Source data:
-------------------------
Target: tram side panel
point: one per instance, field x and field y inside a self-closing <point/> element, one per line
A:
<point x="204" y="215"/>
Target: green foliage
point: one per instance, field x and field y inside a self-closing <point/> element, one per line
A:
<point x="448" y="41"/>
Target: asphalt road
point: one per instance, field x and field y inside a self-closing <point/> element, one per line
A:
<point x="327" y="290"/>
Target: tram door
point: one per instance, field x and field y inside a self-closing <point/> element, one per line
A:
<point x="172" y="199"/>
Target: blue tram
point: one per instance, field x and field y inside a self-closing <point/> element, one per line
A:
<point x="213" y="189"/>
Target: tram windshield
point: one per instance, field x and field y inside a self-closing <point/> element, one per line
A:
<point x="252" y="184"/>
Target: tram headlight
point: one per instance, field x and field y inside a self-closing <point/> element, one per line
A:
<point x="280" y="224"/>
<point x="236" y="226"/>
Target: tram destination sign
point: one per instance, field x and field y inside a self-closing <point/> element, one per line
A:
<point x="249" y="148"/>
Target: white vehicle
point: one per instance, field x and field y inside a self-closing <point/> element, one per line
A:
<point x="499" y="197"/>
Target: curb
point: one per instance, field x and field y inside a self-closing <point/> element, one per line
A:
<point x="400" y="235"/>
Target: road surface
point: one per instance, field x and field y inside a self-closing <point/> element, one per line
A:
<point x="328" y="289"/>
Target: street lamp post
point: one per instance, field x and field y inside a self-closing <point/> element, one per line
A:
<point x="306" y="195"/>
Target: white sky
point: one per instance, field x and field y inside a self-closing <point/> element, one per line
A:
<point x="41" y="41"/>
-------------------------
Exactly as they appear above, write out all of the lines.

Task result
Target: tram side panel
point: one per instance, field x and field y inside a self-closing <point/> element, one per line
A:
<point x="204" y="215"/>
Target: green foliage
point: one per instance, field x and field y inside a self-closing <point/> element, one per line
A:
<point x="448" y="41"/>
Target: asphalt road
point: one per instance, field x and field y inside a self-closing <point/> element, one per line
A:
<point x="327" y="290"/>
Target: tram door
point: one per instance, field x and field y inside a self-closing <point/> element, one per line
A:
<point x="172" y="199"/>
Target: blue tram
point: one per instance, field x and field y inside a self-closing <point/> element, one per line
A:
<point x="213" y="189"/>
Target: tram windshield
point: one per instance, field x and field y inside a self-closing <point/> element, one per line
A:
<point x="252" y="184"/>
Target: tram headlight
point: one per instance, field x and field y inside a self-closing <point/> element, one per line
A:
<point x="280" y="224"/>
<point x="236" y="226"/>
Target: tram destination sign
point: one per instance, field x and field y inside a self-closing <point/> element, one per line
A:
<point x="249" y="148"/>
Target: white vehicle
point: one per instance, field x and field y inside a self-closing <point/> element, one per line
A:
<point x="499" y="197"/>
Target: curb
point: one per instance, field x and field y inside a self-closing <point/> element, one per line
A:
<point x="400" y="235"/>
Target: road surface
point: one per instance, field x and field y inside a self-closing <point/> element, one per line
A:
<point x="328" y="289"/>
Target: street lamp post
point: one per instance, field x and field y inside a self-closing <point/> element, one per line
A:
<point x="306" y="195"/>
Target: white sky
point: one per instance, field x and field y inside a self-closing <point/> element, one per line
A:
<point x="41" y="41"/>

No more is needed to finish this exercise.